§ **Quoted passage**:
It's the same failure mode as the metrics — different layer, same shape. The metric scored "single-stance fraction > 30%" without knowing the policy was always on the same foot. The VLM scored "looks bipedal across 8 frames" without knowing those 8 frames spanned 0.6 seconds of falling. Each layer was correct given what it could see, and each was wrong in the same way: by being shown an artifact that flattered the underlying trajectory.

This was, again, embarrassing. Worth being explicit about.

What the VLM actually did better than metrics

Even retracted as a "result," v18 produced two genuinely new things compared to v17.

Harsher, more accurate scoring

Every v18 candidate scored lower than its v17 equivalent would have:

v18 iter	v18 cand	VLM score	What hand-coded fitness would have said
1	0	62	~75 (matches v17 best)
3	1	38	~70 (passes most v17 criteria)
0	0	18	65 (this is the v17 first-iteration policy, exactly)

The VLM is consistently 20–50 points harsher than the hand-coded scorer on the same policies. Policies that look similar by metrics get distinct scores by the VLM, and the VLM's score correlates with what a human observer would say.

§ **Available data**:
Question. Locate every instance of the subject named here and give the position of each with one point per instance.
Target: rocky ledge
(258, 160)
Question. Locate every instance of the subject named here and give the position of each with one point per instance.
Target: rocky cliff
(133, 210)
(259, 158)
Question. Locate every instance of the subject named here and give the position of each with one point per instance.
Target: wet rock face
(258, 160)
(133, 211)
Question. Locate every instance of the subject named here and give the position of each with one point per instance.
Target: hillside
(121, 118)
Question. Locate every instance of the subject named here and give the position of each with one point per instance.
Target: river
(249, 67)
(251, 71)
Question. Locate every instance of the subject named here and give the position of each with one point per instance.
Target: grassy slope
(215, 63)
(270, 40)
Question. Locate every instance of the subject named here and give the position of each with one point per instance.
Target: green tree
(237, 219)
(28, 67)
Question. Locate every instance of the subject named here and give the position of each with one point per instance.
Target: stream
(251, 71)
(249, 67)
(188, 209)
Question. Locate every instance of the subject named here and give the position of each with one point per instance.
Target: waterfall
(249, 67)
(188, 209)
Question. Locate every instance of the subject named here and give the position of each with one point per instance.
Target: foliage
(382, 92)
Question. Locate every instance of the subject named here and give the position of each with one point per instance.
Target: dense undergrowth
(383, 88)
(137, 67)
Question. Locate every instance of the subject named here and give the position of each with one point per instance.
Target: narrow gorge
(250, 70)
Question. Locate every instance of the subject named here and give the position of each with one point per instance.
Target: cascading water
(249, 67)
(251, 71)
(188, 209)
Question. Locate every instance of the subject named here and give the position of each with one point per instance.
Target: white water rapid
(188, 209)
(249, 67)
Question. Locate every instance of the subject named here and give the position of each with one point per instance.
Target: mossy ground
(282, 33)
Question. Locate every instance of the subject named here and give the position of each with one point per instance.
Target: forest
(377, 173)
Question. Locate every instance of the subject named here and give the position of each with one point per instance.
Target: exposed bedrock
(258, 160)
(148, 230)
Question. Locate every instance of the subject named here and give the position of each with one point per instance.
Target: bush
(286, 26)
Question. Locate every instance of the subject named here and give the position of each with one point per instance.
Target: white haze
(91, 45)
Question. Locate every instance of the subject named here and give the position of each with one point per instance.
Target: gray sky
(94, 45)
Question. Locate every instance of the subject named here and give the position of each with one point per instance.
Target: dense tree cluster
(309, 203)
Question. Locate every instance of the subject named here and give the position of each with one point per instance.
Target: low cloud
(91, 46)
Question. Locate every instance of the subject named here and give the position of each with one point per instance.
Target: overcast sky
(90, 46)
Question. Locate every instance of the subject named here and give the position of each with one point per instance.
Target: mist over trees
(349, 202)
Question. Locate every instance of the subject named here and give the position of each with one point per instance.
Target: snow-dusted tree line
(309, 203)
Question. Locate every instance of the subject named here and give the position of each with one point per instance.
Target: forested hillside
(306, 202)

§ **Exercise**: Write the next part of the write-up on VLM scoring versus hand-coded metrics for the v18 policies, starting right after the sentence that ends "correlates with what a human observer would say".

§ **Output of the task**:
That's a real upgrade. The Eureka loop trains the LLM on the score signal. When the score signal is harsher and more correlated with human judgment, the LLM's proposals improve. We see this empirically in the next subsection.

Actionable failure descriptions

Iter 0 of v18 produced three candidates, all scored 14–18 by the VLM, all flagged with related plain-language critiques:

"torso pitches backward severely from the very first step"
"Severe torso pitch instability... arms used as windmilling counterweights"
"The robot pitches backward from the first step instead of projecting its center of mass forward over the stance foot"

This is the kind of feedback an experienced motion researcher might give. Notice that all three reach the same diagnosis in slightly different words — the VLM is consistent across rollouts when the underlying failure is the same.

In iter 1, the first candidate's reward-design rationale was explicit:

"Stability-gated locomotion — velocity reward is multiplied by an uprightness gate so the policy only earns walking pay after it earns standing, plus explicit angular-velocity damping to fix the 'pitches backward' failure that killed all three priors."

That candidate scored 62 — a 44-point jump in a single iteration — and was confirmed as walking by the VLM (though, as the retraction shows, on artifacts the VLM couldn't see through).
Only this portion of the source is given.